Reproduce the records below without changes, from the beginning through the line that contains "left=592, top=435, right=619, bottom=452", including both ends. Leave the pictures out of your copy.

Rows from a dataset for labeling boxes
--------------------------------
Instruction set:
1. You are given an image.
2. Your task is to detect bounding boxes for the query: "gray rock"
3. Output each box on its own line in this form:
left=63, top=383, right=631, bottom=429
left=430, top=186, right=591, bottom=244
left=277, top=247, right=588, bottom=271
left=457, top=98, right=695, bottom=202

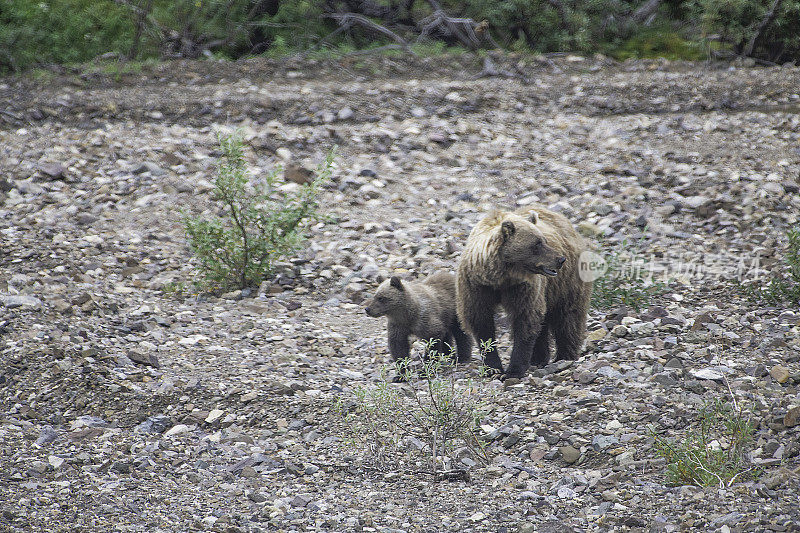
left=592, top=435, right=619, bottom=452
left=558, top=446, right=581, bottom=464
left=36, top=426, right=58, bottom=446
left=289, top=494, right=314, bottom=507
left=134, top=415, right=172, bottom=433
left=0, top=294, right=42, bottom=310
left=650, top=372, right=680, bottom=388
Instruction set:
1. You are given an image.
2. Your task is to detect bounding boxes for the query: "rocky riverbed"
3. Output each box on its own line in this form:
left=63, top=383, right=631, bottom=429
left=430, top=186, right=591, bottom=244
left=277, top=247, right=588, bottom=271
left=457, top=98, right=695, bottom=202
left=0, top=56, right=800, bottom=532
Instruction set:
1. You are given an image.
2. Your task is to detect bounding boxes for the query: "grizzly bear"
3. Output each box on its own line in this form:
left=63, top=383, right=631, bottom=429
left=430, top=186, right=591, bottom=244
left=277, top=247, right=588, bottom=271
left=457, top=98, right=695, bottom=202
left=366, top=272, right=472, bottom=363
left=456, top=205, right=592, bottom=378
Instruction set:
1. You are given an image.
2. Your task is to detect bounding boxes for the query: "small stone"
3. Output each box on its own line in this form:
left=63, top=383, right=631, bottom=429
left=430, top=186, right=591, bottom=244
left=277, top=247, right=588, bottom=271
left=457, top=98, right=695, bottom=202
--------------------------------
◆ **REPLY TO THE EXERCISE**:
Instruction set:
1. You are given an image.
2. Your task is to detect bounding boxes for the query: "gray rock"
3. Output each box on its own line in this form:
left=63, top=383, right=631, bottom=429
left=430, top=186, right=591, bottom=244
left=277, top=247, right=588, bottom=271
left=457, top=98, right=695, bottom=202

left=592, top=435, right=619, bottom=452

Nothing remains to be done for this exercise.